**SHORT PROBLEM:**
Show each line of the data below that contains the word "dark", copying every such line in full.

**DATA ENTRIES:**
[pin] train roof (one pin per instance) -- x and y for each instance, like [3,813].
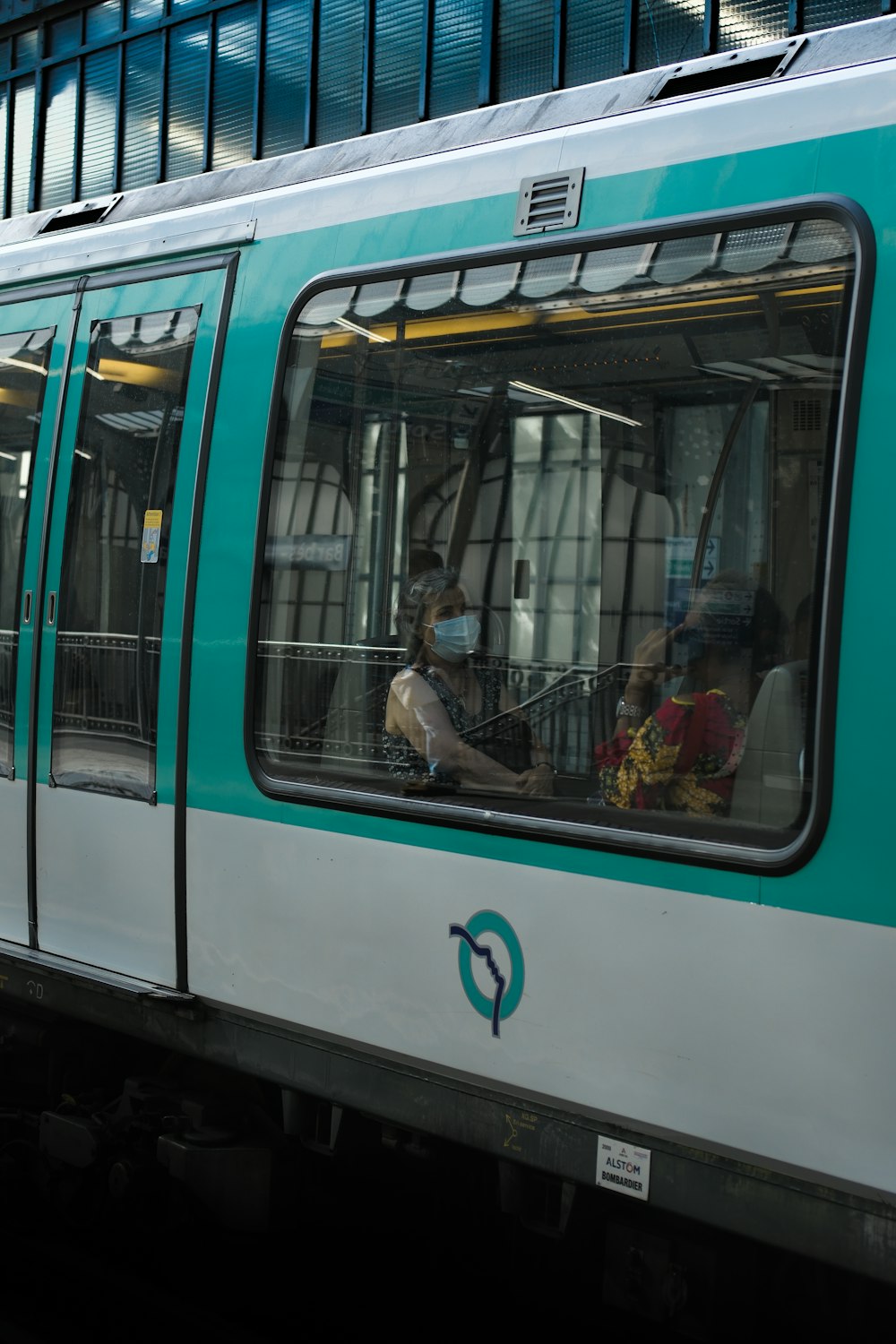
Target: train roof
---
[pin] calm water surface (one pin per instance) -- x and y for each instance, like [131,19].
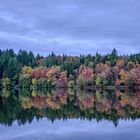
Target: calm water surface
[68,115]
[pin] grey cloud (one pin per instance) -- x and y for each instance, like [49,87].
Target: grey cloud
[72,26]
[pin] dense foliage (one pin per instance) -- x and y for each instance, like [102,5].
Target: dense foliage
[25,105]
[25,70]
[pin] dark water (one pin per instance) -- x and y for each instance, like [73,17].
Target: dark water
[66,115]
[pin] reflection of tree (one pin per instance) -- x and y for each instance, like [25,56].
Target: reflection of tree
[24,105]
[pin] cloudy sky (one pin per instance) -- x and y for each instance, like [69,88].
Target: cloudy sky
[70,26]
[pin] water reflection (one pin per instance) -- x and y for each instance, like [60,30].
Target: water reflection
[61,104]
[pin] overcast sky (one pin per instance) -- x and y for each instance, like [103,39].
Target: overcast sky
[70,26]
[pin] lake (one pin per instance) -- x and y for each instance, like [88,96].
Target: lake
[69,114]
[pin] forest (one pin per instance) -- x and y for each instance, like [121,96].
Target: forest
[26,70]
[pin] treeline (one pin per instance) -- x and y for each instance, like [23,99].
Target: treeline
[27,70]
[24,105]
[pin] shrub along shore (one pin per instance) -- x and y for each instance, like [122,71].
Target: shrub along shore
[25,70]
* * *
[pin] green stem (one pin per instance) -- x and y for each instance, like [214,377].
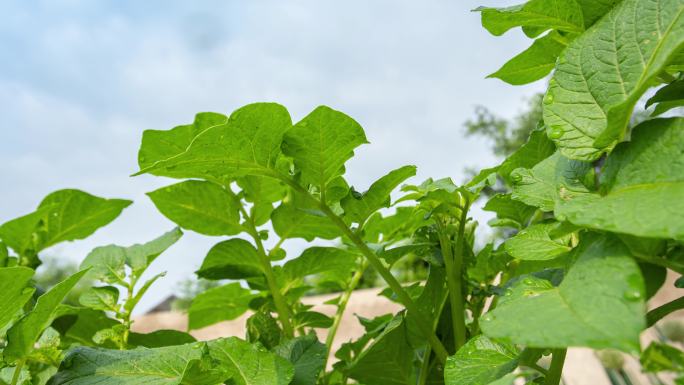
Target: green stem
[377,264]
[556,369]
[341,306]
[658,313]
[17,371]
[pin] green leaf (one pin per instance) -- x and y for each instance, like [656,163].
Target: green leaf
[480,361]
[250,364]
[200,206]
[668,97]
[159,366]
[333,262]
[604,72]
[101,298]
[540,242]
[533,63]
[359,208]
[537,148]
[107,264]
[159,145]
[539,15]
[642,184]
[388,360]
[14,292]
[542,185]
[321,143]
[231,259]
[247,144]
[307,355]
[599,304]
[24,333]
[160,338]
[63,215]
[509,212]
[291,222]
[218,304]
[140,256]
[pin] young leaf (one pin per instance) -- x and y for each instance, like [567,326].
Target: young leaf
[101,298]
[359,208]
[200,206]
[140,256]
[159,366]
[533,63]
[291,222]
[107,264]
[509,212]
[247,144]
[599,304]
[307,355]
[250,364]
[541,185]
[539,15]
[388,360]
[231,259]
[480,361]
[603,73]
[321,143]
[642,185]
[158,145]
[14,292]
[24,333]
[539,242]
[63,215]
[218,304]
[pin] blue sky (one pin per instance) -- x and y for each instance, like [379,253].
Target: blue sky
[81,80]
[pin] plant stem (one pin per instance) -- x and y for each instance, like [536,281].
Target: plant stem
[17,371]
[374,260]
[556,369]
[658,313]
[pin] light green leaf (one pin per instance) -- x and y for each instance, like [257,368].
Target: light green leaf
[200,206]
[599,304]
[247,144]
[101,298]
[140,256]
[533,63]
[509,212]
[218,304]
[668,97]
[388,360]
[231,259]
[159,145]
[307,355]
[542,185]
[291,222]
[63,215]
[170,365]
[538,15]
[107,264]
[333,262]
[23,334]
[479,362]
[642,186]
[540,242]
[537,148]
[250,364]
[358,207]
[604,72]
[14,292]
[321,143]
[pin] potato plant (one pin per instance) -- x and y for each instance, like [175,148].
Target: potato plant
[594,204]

**RESPONSE FOR THIS EXERCISE:**
[pin] dark water (one pin per instance) -- x and y for each instance, like [73,17].
Target: dark water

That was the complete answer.